_WHAT TO WORK ON_. Leave no line out. Transcribe the whole listing exactly.

──────

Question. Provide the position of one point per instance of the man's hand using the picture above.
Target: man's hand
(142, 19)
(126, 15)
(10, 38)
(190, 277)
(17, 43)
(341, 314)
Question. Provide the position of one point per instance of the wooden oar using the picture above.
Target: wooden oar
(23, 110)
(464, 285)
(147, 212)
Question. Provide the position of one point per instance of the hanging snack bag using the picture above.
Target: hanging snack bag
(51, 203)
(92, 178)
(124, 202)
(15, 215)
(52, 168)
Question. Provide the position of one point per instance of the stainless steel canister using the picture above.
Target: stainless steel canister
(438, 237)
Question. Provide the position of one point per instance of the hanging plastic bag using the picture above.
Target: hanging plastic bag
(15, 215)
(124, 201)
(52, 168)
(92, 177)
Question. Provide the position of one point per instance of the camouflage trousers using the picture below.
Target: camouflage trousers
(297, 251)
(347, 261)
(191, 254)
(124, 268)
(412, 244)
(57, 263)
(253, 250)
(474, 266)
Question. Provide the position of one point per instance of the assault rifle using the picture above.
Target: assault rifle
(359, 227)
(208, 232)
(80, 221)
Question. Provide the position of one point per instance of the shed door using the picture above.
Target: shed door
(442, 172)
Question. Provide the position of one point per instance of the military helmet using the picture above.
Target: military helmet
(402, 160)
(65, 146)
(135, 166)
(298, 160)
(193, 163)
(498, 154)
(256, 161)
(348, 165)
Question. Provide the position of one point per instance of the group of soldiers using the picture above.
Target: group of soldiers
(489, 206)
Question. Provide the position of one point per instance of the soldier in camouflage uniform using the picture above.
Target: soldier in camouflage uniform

──────

_ANSWER SECTION_.
Question. Provide the position of one point per instance of the man's hand using the picture above.
Target: man's hand
(142, 19)
(126, 15)
(10, 38)
(190, 277)
(17, 43)
(341, 314)
Question. Provide the position of one point per instance of the wooden oar using the picture above.
Target: wooden oar
(23, 110)
(464, 285)
(147, 212)
Question. Provide the position of one point per instance of the hanging snack bag using the picture above.
Target: hanging snack bag
(51, 203)
(92, 178)
(124, 202)
(15, 215)
(52, 168)
Question. Provide the position of one point per instance of the stainless steel canister using the picture above.
Target: stainless steel canister
(438, 237)
Question. Provide the position of one point per instance of the hanging plastic bag using the picture above.
Target: hanging plastic bag
(15, 215)
(124, 201)
(52, 168)
(92, 177)
Question. Provide the position of one point per instance of the camouflage trousers using the picture below.
Target: camouflage trousers
(297, 251)
(347, 261)
(191, 254)
(124, 268)
(412, 244)
(57, 263)
(253, 250)
(474, 266)
Question. Provide the position of one point per instance of the assault rifle using the picture above.
Target: assault rifle
(359, 227)
(208, 232)
(80, 221)
Question. Provide the position of one point per instance of the shed door using the picture above.
Target: shed door
(442, 172)
Question. Provide the position of one point per instance of the military helmet using the picture above.
Target: military helmet
(402, 160)
(65, 146)
(135, 166)
(298, 160)
(193, 163)
(498, 154)
(256, 161)
(348, 165)
Question. Provide the position of one point per instance of the group of soldiers using the picture above.
Target: group of soldiers
(489, 206)
Question. Provide the position of one point per instance of the soldier in camouflage uniform using the picture above.
Target: soldier in camouflage uniform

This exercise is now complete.